EXERCISE INSTRUCTIONS: Determine how many lines in the records hold "each", then give that number by itself.

Collected data entries:
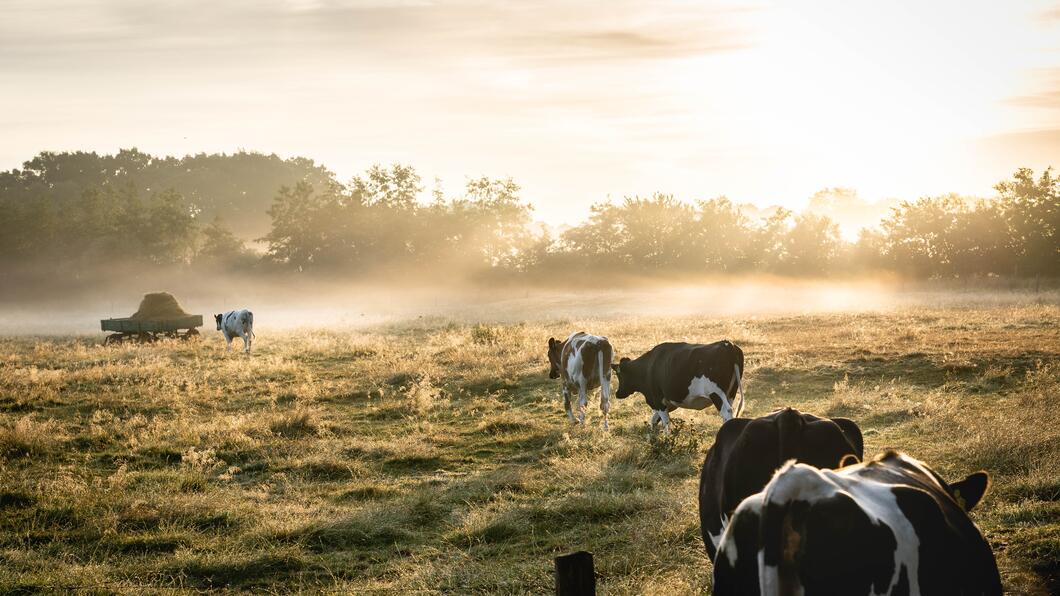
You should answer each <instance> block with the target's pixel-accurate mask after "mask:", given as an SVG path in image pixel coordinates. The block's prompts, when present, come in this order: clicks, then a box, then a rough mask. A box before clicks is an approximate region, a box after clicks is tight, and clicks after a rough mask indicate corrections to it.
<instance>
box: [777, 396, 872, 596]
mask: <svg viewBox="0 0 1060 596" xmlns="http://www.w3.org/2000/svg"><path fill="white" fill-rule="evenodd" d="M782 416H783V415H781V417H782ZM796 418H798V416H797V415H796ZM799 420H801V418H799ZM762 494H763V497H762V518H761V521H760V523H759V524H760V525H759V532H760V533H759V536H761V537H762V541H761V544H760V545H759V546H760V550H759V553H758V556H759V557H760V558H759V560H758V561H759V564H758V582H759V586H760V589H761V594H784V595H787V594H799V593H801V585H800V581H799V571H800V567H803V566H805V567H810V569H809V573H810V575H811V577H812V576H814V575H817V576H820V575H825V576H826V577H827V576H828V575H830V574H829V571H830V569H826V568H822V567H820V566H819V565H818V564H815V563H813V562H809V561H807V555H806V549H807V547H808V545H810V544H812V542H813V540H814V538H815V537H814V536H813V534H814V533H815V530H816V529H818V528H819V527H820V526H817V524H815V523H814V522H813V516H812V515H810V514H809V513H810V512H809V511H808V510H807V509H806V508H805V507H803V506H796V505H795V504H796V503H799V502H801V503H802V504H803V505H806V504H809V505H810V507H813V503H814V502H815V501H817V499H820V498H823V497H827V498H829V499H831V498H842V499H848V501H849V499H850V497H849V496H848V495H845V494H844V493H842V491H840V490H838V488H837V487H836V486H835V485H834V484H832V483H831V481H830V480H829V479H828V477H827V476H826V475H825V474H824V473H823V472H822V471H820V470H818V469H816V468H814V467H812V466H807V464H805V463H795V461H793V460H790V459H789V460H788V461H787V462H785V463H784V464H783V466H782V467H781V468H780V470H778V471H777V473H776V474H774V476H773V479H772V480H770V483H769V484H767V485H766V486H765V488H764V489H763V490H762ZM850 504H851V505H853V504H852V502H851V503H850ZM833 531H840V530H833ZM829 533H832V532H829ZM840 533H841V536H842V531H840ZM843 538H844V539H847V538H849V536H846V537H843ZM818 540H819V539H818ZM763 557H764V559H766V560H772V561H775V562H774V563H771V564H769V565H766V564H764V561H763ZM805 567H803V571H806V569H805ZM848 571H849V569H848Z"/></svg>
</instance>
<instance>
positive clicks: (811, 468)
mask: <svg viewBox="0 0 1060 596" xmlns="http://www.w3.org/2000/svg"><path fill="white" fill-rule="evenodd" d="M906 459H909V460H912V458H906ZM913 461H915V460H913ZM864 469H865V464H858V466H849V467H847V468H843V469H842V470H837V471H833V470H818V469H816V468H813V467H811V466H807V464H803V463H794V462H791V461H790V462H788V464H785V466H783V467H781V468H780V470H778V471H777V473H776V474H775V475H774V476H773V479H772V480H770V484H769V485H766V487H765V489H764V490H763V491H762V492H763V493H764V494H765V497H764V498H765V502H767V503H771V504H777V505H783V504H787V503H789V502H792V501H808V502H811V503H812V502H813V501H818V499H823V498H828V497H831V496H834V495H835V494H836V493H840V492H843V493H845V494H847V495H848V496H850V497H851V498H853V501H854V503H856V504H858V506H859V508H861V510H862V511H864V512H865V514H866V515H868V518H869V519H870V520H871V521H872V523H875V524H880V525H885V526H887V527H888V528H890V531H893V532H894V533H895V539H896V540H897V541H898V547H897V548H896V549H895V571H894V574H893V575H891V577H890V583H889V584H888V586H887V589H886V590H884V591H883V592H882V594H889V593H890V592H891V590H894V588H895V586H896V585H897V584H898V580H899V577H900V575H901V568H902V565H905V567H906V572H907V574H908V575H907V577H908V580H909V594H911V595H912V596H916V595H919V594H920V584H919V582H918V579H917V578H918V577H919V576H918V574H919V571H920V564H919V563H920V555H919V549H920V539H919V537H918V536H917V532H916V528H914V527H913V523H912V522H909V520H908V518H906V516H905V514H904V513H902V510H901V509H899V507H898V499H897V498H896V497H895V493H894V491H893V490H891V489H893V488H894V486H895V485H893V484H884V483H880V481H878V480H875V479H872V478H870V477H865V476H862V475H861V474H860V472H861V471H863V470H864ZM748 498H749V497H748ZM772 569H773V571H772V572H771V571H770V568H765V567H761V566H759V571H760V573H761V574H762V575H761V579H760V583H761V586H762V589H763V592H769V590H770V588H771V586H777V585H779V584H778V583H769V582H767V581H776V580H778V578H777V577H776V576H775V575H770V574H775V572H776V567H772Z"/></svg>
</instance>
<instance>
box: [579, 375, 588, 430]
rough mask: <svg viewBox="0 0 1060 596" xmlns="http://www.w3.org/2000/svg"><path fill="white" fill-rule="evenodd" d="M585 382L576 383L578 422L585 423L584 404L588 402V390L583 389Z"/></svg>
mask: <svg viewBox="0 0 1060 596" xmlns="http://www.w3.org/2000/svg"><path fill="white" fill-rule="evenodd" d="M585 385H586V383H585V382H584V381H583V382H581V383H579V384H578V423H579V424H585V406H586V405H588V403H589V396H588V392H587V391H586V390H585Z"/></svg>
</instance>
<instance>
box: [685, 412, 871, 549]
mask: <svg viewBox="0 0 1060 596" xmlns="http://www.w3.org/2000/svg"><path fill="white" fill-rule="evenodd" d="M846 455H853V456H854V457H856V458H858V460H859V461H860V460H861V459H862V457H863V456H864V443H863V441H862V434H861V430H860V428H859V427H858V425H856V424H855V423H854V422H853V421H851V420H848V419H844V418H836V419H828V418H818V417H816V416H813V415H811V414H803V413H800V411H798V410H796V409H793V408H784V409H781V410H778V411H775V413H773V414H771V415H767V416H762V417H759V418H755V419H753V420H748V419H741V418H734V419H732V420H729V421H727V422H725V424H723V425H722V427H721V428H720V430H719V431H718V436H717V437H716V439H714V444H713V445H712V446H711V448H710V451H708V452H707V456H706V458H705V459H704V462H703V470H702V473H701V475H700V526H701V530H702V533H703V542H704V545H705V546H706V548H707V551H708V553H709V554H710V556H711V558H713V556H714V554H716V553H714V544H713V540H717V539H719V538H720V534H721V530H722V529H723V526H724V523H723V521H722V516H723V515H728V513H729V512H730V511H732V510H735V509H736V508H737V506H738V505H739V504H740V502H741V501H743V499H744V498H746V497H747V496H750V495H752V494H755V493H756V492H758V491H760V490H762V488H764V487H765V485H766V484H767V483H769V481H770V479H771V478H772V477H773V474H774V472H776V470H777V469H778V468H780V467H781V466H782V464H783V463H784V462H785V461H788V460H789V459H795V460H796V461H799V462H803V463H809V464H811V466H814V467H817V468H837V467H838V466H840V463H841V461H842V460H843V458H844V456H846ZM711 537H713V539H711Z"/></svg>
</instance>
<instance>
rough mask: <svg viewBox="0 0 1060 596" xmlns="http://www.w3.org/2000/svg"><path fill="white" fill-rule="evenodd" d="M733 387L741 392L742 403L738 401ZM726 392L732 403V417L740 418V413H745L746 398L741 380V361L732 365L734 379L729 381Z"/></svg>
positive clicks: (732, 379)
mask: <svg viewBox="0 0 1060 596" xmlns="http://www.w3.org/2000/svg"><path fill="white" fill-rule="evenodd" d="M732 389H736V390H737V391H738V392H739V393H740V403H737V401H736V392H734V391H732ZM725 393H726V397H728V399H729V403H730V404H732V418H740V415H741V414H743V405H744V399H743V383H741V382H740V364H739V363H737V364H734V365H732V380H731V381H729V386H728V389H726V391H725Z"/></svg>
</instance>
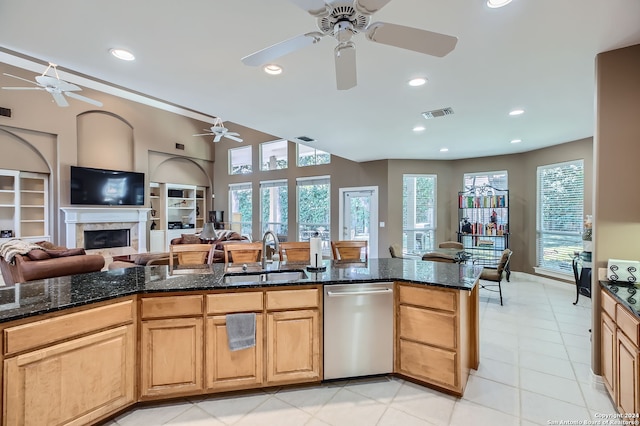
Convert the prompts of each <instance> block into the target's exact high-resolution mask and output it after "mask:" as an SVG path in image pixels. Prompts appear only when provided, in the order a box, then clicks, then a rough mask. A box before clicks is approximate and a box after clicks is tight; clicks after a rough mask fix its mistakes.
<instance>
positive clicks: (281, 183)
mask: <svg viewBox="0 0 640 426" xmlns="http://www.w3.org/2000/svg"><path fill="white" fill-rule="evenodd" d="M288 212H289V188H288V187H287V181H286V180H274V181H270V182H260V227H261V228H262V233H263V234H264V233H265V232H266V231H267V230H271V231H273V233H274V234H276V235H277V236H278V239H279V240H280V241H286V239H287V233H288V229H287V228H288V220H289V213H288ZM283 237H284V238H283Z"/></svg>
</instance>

YOUR SOLUTION: 2